>> start

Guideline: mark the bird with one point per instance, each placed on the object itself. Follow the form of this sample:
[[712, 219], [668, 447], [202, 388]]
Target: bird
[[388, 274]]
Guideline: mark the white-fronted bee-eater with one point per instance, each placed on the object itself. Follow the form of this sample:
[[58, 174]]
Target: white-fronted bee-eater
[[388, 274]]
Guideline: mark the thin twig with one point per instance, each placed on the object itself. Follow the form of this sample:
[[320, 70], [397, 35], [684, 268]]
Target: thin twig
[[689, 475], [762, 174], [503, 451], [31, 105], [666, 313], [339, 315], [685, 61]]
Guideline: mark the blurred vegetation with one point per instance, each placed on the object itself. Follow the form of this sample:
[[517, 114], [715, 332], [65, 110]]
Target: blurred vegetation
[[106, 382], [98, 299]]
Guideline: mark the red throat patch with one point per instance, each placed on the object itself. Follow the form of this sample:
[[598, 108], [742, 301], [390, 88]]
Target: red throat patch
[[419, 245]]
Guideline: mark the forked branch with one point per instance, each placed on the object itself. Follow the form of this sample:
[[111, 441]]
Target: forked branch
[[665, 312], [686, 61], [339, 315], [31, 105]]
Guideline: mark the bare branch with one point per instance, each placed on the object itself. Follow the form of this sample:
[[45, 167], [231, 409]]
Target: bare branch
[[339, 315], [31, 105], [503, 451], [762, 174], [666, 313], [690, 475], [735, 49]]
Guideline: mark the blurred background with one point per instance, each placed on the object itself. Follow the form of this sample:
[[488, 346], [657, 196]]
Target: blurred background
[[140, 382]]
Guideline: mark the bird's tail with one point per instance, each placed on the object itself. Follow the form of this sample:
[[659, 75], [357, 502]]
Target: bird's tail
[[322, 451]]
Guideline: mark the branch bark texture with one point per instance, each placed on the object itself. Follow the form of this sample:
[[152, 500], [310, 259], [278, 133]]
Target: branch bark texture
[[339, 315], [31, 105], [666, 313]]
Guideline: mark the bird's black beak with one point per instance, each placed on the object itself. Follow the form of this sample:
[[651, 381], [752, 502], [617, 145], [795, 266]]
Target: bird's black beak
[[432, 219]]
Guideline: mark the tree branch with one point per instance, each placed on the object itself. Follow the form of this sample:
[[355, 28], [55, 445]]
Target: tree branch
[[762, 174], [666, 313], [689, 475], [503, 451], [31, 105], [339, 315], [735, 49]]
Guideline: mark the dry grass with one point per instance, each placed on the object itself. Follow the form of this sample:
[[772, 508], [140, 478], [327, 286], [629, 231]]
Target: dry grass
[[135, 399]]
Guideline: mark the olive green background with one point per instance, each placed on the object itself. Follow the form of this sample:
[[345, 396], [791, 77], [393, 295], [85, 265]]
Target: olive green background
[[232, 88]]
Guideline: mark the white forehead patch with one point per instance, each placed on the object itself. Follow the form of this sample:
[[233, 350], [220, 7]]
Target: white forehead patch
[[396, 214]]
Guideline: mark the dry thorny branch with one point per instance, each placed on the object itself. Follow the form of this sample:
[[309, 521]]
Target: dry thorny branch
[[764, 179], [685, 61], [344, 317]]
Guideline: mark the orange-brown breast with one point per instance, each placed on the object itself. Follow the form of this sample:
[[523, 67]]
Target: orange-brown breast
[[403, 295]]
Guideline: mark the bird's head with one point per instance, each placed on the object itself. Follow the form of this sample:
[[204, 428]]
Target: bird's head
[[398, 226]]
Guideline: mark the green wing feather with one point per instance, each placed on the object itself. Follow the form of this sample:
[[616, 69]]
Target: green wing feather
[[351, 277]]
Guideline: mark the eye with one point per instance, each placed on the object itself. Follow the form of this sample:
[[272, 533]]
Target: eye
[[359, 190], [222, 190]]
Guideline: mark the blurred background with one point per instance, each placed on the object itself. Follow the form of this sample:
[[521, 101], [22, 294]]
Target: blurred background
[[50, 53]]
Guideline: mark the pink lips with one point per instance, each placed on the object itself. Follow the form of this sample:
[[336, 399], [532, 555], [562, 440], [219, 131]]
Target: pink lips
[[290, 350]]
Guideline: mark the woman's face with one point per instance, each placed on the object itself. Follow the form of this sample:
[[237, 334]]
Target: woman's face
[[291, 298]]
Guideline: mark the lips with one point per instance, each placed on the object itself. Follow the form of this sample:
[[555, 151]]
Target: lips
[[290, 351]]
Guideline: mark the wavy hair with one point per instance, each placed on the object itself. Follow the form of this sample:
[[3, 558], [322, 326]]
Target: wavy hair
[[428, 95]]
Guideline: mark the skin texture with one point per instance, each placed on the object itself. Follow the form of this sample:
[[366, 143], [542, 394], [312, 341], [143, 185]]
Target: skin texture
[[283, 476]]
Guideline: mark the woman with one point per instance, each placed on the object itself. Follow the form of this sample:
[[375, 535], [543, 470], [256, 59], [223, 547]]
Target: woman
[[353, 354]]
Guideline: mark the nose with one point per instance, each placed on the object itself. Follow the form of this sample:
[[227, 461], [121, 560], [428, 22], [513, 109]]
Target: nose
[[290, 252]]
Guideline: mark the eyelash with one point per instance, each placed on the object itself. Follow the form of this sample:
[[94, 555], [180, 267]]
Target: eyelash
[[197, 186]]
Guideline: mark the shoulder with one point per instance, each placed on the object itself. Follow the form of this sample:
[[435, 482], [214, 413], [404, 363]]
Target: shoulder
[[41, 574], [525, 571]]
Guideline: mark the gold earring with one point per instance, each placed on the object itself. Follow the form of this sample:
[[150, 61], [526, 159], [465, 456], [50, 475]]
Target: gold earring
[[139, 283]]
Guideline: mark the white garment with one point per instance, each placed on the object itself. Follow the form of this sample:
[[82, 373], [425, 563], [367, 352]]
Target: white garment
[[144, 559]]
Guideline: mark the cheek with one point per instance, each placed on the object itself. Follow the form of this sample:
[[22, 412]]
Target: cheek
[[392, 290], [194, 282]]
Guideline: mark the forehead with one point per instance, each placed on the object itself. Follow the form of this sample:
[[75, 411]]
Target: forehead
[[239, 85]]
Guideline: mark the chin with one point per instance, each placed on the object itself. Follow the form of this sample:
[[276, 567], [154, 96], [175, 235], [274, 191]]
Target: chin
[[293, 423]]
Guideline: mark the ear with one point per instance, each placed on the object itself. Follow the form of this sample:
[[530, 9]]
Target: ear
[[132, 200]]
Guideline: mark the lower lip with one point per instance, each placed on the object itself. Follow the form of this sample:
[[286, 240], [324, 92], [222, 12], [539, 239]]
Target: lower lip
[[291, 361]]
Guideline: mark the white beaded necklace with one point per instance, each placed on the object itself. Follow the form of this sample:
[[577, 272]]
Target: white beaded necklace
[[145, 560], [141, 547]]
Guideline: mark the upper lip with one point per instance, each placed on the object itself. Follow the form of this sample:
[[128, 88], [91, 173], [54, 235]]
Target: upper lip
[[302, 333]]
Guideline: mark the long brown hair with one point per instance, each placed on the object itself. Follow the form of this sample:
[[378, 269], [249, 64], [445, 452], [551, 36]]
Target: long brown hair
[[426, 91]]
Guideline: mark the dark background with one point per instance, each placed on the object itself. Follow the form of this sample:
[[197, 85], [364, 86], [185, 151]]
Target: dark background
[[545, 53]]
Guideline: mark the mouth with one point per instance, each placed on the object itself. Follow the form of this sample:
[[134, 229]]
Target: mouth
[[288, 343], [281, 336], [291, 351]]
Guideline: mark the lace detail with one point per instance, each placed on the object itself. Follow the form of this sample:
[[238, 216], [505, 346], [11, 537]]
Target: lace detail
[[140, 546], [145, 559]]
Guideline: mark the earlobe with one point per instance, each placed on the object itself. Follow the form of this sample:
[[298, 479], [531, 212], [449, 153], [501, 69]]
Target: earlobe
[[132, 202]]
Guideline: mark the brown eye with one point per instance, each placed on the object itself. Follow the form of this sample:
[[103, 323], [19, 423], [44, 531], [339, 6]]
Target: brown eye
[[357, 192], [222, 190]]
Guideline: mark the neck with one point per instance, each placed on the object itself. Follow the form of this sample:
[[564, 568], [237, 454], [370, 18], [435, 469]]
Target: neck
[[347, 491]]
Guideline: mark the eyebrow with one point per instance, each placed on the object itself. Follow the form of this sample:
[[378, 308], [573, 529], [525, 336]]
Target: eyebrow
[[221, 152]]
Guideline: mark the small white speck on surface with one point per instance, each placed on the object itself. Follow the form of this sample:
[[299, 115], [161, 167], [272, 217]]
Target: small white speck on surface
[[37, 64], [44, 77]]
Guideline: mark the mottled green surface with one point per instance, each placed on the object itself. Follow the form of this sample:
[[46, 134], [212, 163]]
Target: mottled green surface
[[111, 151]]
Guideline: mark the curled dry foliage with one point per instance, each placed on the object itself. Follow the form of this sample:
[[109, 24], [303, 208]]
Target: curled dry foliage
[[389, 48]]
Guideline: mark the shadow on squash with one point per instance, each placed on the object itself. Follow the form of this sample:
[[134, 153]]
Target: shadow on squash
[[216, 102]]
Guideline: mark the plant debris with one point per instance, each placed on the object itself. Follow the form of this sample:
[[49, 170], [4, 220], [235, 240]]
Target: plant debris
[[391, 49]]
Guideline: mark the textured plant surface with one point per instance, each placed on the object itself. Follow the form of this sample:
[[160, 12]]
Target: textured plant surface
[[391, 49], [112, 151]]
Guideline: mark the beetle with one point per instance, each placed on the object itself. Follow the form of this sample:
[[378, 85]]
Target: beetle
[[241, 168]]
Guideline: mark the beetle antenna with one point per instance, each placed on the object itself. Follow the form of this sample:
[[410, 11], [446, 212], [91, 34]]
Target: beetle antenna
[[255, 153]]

>> end

__EXERCISE REQUIREMENTS__
Output exactly the lines above, from the one holding "Guideline: mark the textured" through the end of the data, including the first and last.

__RESPONSE__
Guideline: mark the textured plant surface with one point per instance, each placed on the object itself. Follow the form of this sample:
[[160, 12]]
Target: textured plant surface
[[391, 49], [112, 151]]
Guideline: mark the beetle with one point per instance, each placed on the object itself. Follow the form of this sample:
[[378, 85]]
Target: beetle
[[241, 168]]
Guideline: mark the beetle antenna with one point per instance, each placed on the object itself. Follow the form of this sample:
[[410, 11], [446, 212], [91, 34]]
Target: beetle antenna
[[255, 153]]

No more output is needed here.